Aim of the exercise ▸ Rewrite the stretch from the line containing "Reviewer note: make sure each instance of the dark" through the end of the listing, requests included. Multiply every coordinate in the answers by 2.5 and round to whole numbers, with halves rounded up.

[Raw records]

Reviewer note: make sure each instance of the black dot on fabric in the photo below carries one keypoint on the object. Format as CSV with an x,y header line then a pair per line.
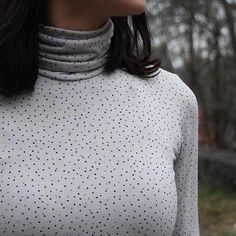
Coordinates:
x,y
89,153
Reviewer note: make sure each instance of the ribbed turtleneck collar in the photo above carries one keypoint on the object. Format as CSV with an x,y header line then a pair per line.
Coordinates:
x,y
73,55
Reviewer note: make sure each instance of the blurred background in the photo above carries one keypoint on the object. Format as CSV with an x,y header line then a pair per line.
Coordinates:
x,y
197,40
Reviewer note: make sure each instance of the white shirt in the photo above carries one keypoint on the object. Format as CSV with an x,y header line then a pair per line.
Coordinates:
x,y
89,153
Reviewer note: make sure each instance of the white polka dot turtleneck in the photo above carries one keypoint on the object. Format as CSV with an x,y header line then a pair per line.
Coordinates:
x,y
89,153
71,55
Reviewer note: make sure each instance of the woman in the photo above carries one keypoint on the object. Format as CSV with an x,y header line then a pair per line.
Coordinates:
x,y
95,138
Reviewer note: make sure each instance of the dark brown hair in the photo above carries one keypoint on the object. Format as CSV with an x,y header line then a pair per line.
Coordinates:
x,y
19,45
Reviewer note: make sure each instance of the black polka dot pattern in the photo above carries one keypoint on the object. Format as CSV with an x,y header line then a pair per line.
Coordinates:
x,y
73,55
109,155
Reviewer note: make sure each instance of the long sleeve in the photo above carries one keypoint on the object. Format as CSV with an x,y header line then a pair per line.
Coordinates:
x,y
186,170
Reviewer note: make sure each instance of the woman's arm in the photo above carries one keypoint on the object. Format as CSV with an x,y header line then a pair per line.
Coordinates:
x,y
186,169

Result for this task ▸
Reviewer note: make sure each instance of the dark brown hair in the photo above carries one keypoint on the object. Format as CSV with an x,y header line then a pair per line.
Coordinates:
x,y
48,113
Reviewer note: make sure each instance of the black polka dot pattern in the photo above carries one keypoint on the object. Format as CSV with an x,y header line then a pair per line.
Coordinates:
x,y
183,138
273,388
Reviewer note: make sure each instance of the long sleeve in the photo above carries one keypoint on the object. Format as CSV with an x,y header line then a pair per line.
Coordinates:
x,y
465,425
Reviewer note: make sure each instance of the woman's arm in the photo above carries one keypoint on the object. Format as CSV with an x,y header line then a pair per line.
Coordinates:
x,y
465,423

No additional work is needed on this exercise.